== Textabschnitt ==

Melancholie ist ein Gefühl, das den meisten vertraut sein dürfte. Definiert ist sie als ein von großer Niedergeschlagenheit, Traurigkeit oder Depressivität gekennzeichneter Gemütszustand. Dennoch erlebt sie jede:r unterschiedlich. Für die einen äußert sie sich als Vorstufe von Trauer, andere erleben sie als positives Gefühl, das mit Nostalgie Hand in Hand geht – und wieder andere haben ihre ganz eigenen Erfahrungen damit gesammelt. Donato behandelt Melancholie und verwandte Gefühle schon seit vielen Jahren in seiner Musik und erzählt Geschichten, die die Hörer:innen an seinen ganz persönlichen Empfindungen teilhaben lassen. Auf seinem aktuellen Album "Anarco" macht er seine Selbstfindung und Entwicklung zum Thema, berichtet von seiner Kindheit, Freundschaften und Verlust. Die melancholische Grundstimmung zeigt sich in verschiedenen Emotionen wie Traurigkeit, Sehnsucht und Wut. Aber auch nostalgische Gefühle, die sich auf positive Weise äußern, spielen eine wichtige Rolle. Wir haben all das zum Anlass genommen, mit Donato über seine persönliche Definition von Melancholie und ihre verschiedenen Facetten zu sprechen. Außerdem ging es im Interview um die lange Pause von sieben Jahren zwischen seinem letzten Langspieler und dem aktuellen, seinen künstlerischen Schaffensprozess und Melancholie in der Kunst allgemein.
MZEE.com: Wir haben zum Einstieg ein Zitat von Sigmund Freud mitgebracht: "Die Melancholie ist seelisch ausgezeichnet durch eine tiefe schmerzliche Verstimmung, eine Aufhebung des Interesses für die Außenwelt, durch den Verlust der Liebesfähigkeit, durch die Hemmung jeder Leistung und die Herabsetzung des Selbstgefühls, die sich in Selbstvorwürfen und Selbstbeschimpfungen äußert und bis zur wahnhaften Erwartung der Strafe steigert." – Entspricht das deinem Verständnis von Melancholie?

===
== Vorliegende Einträge ==

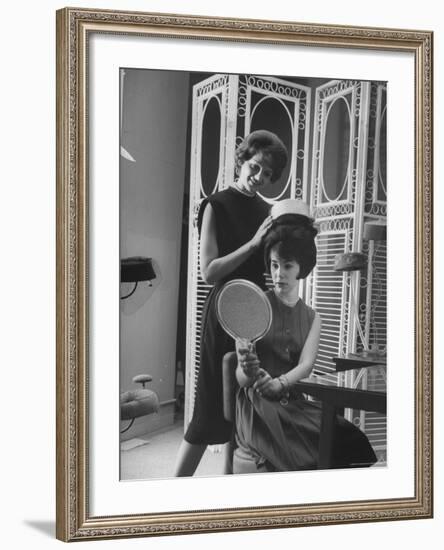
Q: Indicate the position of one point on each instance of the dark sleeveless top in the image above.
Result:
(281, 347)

===
== Vorliegende Einträge ==

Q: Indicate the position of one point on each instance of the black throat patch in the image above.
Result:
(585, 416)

===
== Vorliegende Einträge ==

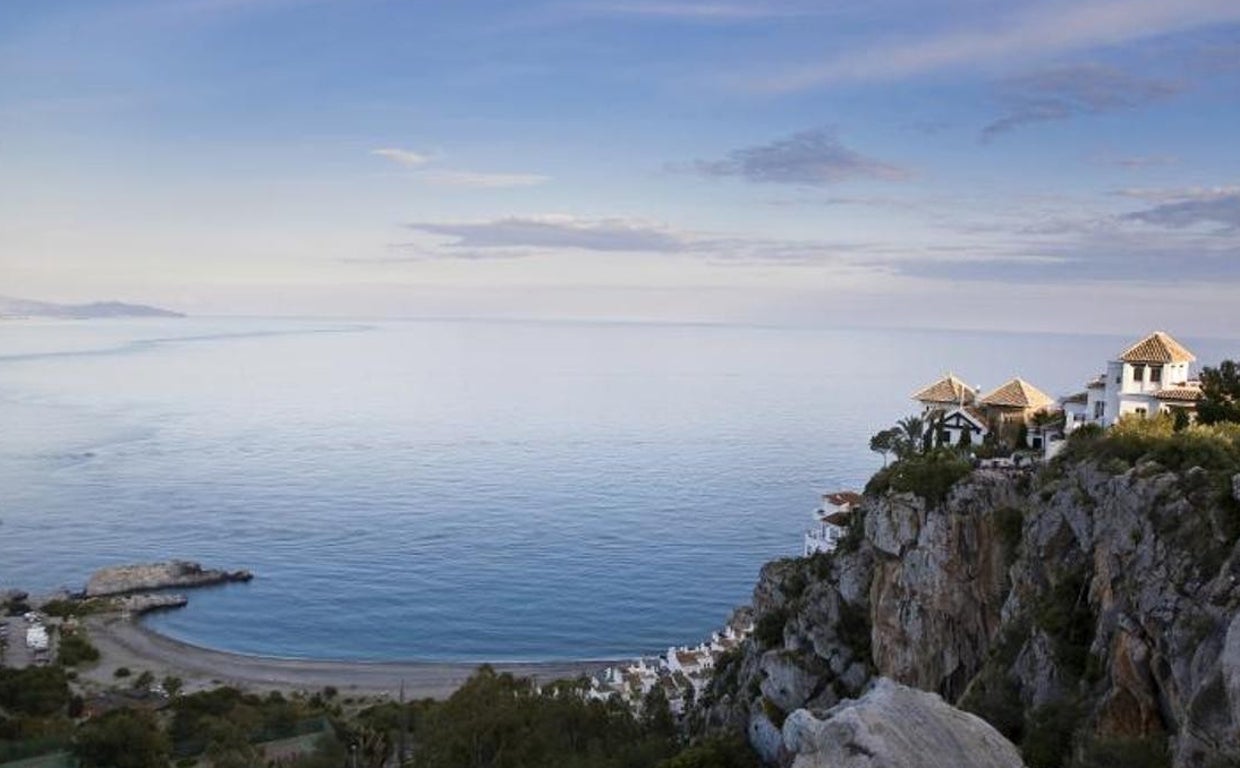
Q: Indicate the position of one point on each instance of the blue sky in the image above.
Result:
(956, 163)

===

- Aufgabe -
Wie lange dauerte laut dem Textabschnitt die Pause zwischen Donatos letztem Langspieler und seinem aktuellen Album? Stütze dich dabei ausschließlich auf den Textabschnitt.

- Antwort -
Sieben Jahre.